======== Given records ========
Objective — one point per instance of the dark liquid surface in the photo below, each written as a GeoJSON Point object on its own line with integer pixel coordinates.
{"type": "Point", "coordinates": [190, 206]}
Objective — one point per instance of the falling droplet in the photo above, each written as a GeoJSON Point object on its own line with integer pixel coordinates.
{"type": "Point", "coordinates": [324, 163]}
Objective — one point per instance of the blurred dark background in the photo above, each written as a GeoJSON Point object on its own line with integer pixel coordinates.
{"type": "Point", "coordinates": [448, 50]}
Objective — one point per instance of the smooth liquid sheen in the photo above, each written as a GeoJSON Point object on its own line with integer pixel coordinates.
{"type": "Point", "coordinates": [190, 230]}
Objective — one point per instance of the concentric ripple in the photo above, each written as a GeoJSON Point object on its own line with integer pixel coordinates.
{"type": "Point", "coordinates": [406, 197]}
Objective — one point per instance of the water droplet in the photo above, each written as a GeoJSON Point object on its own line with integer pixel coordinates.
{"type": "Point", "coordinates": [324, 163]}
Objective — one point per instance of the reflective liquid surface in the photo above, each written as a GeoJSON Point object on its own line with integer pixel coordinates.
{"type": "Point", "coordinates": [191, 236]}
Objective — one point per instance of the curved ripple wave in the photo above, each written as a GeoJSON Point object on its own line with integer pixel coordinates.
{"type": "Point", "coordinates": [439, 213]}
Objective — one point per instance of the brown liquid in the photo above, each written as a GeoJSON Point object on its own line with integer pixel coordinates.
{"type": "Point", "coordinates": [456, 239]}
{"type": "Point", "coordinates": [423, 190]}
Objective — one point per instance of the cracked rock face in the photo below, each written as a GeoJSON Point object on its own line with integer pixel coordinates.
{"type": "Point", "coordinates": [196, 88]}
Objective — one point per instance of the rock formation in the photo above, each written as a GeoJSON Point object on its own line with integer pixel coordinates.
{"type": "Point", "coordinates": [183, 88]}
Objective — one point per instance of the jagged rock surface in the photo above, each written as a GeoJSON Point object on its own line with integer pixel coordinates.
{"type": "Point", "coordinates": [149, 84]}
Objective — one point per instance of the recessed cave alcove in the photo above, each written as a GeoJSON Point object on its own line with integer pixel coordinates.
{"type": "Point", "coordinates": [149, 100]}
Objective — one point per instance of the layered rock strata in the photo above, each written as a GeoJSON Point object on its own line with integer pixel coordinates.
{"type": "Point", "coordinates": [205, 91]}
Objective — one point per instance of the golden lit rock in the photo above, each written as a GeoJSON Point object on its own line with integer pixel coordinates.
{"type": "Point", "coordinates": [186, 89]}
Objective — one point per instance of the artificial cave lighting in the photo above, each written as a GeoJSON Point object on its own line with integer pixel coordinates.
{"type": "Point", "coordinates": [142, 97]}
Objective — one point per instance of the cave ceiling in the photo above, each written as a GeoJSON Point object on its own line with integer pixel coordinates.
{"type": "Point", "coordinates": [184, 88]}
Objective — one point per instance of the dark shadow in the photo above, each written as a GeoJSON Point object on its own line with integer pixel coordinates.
========
### Problem
Copy down the whole of the data above, matching it exactly.

### Answer to the task
Objective — one point per instance of the dark liquid surface in the photo below, each written as a GeoJSON Point object on its own line with integer pixel coordinates.
{"type": "Point", "coordinates": [190, 206]}
Objective — one point per instance of the falling droplet in the photo above, each written as a GeoJSON Point object on its own line with integer pixel coordinates.
{"type": "Point", "coordinates": [324, 163]}
Objective — one point per instance of the blurred dark background in the photo above, each written as a GeoJSON Point object on its own line with integer pixel coordinates.
{"type": "Point", "coordinates": [448, 50]}
Objective — one point per instance of the smooth liquid sheen in the photo above, each written as a GeoJSON Point object on its own line with integer pixel coordinates.
{"type": "Point", "coordinates": [190, 230]}
Objective — one point per instance of the concentric ripple in the photo above, each written as a GeoJSON Point object on its own line with integer pixel coordinates.
{"type": "Point", "coordinates": [406, 197]}
Objective — one point per instance of the water droplet in the photo above, each written as a GeoJSON Point object on its own line with integer pixel coordinates.
{"type": "Point", "coordinates": [324, 163]}
Objective — one point per instance of the reflective liquid surface in the photo above, each written as a GeoJSON Point object on its own line with integer pixel coordinates.
{"type": "Point", "coordinates": [191, 236]}
Objective — one point per instance of the curved ripple wave in the photo above, each written as a GeoJSON Point object on its own line with integer pixel coordinates.
{"type": "Point", "coordinates": [439, 213]}
Objective — one point per instance of the brown liquid in the photo above, each written as a GeoJSON Point object on its own line with integer pixel coordinates.
{"type": "Point", "coordinates": [456, 239]}
{"type": "Point", "coordinates": [423, 190]}
Objective — one point per instance of the cracked rock face in the photo below, each written as a GeoJSON Point object on its own line with integer pixel coordinates.
{"type": "Point", "coordinates": [196, 88]}
Objective — one point per instance of the rock formation in the photo above, each written as a GeoJSON Point object on its own line with integer pixel coordinates.
{"type": "Point", "coordinates": [183, 88]}
Objective — one point per instance of the jagged rock surface in the photo above, each written as a GeoJSON Point object on its own line with integer pixel coordinates.
{"type": "Point", "coordinates": [149, 84]}
Objective — one point per instance of the recessed cave alcove in the photo above, each written as a GeoJSON Point object on its own line with integer pixel coordinates.
{"type": "Point", "coordinates": [149, 100]}
Objective — one point per instance of the layered rock strata in the photo above, each written as a GeoJSON Point object on its own line with integer pixel coordinates.
{"type": "Point", "coordinates": [205, 91]}
Objective — one point per instance of the golden lit rock in the photo above, each written as a GeoJSON Point object on its own line with integer pixel coordinates.
{"type": "Point", "coordinates": [186, 89]}
Objective — one point per instance of the artificial cave lighting in the photo above, each written as a GeoJSON Point object on its own line with integer pixel coordinates.
{"type": "Point", "coordinates": [142, 97]}
Objective — one point per instance of the cave ceiling in the photo above, each written as a GeoJSON Point object on its own line with integer pixel coordinates.
{"type": "Point", "coordinates": [184, 88]}
Objective — one point per instance of the dark shadow in the photo above, each written as a GeoJSON Point object on its own line with integer pixel coordinates.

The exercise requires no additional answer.